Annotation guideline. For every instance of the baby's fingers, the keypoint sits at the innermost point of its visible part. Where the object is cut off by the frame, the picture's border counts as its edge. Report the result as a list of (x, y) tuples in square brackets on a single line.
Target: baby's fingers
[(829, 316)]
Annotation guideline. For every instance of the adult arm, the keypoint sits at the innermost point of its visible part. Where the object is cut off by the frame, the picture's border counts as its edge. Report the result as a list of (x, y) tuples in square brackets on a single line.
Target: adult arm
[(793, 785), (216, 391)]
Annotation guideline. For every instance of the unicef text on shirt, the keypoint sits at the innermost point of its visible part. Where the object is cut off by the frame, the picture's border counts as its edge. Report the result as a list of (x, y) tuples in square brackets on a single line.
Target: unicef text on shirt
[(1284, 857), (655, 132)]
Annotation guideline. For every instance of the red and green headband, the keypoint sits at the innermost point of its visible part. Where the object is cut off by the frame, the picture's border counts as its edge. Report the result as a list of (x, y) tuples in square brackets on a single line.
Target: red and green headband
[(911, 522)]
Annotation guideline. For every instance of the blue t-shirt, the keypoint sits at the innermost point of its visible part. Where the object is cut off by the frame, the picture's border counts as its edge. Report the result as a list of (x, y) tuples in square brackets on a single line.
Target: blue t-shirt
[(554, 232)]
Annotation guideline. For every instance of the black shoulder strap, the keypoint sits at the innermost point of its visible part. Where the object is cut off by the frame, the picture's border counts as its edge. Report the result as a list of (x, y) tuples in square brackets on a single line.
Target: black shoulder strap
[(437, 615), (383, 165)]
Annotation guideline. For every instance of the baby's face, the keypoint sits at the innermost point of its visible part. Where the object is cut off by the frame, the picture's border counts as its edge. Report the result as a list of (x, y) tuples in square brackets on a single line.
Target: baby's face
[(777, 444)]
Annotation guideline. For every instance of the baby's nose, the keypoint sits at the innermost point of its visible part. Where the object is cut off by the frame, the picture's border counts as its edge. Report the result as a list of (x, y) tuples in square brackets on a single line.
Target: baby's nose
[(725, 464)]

======

To be done
Reproduce every line of the material above without changing a single character.

Exercise answer
Annotation guideline. For every instance of the baby's fingers, the keypoint sits at the innermost point of its visible part. Where the object is cut off by the frame, the picture's border counts as its edge. Report the result as a list of (x, y) tuples in square brackets on a single line.
Target: baby's fingers
[(829, 316)]
Annotation guideline. For every instance of the adult arm, the keypoint sits at the innermost point of its visible part. Where the object is cut off by the frame, the picture's border counts as its edge. Report the result as a list of (x, y) tuples in square brackets on a single line.
Target: adult arm
[(793, 785), (216, 391)]
Annotation guideline. For every instance of the unicef text on shirt, the keypoint sits at the innermost point of its visible part. Where the object is cut off by the frame, the picture's border counts as its edge. Report the result as a list of (x, y) tuples in square brackets on a single line.
Target: unicef text on shirt
[(1284, 857), (655, 132)]
Annotation guideline. For every instance of the red and green headband, the keypoint sits at the innermost point of its visible part. Where the object is cut off by the frame, the picture's border counts as its edge. Report the result as a list of (x, y) tuples in square brackets on a single line.
Target: red and green headband
[(911, 522)]
Annotation guideline. For every instance of the blue t-shirt, the keypoint sits at the innermost point of its visible part. Where the object is cut off by the frame, the picture's border counts as its edge. Report the result as a list of (x, y) tuples in square brackets on a single line.
Target: blue t-shirt
[(554, 232)]
Annotation guideline. For every instance of the black shoulder strap, the keypoint sits at the innermost point of its visible part. Where the object is cut off by the frame, the picture's border counts as its edge. Report the result as a list of (x, y) tuples in square brackets on a single line.
Target: black shoulder strap
[(437, 615), (383, 165)]
Annotation guideline. For every instance of the baby's face, the keypoint sits at the innermost point of its visible part. Where the object is cut off by the frame, the picture's border counts as its edge. Report the result as a list of (x, y) tuples in square brackets on a single line.
Target: baby's face
[(777, 444)]
Annotation guideline. For every instance of the baby's nose, the keypoint sits at the innermost point of its visible part. Where the object is cut off by the frame, the picture's border counts as its edge. Report the result as a list of (x, y) tuples in square brackets on a single line.
Target: baby's nose
[(725, 464)]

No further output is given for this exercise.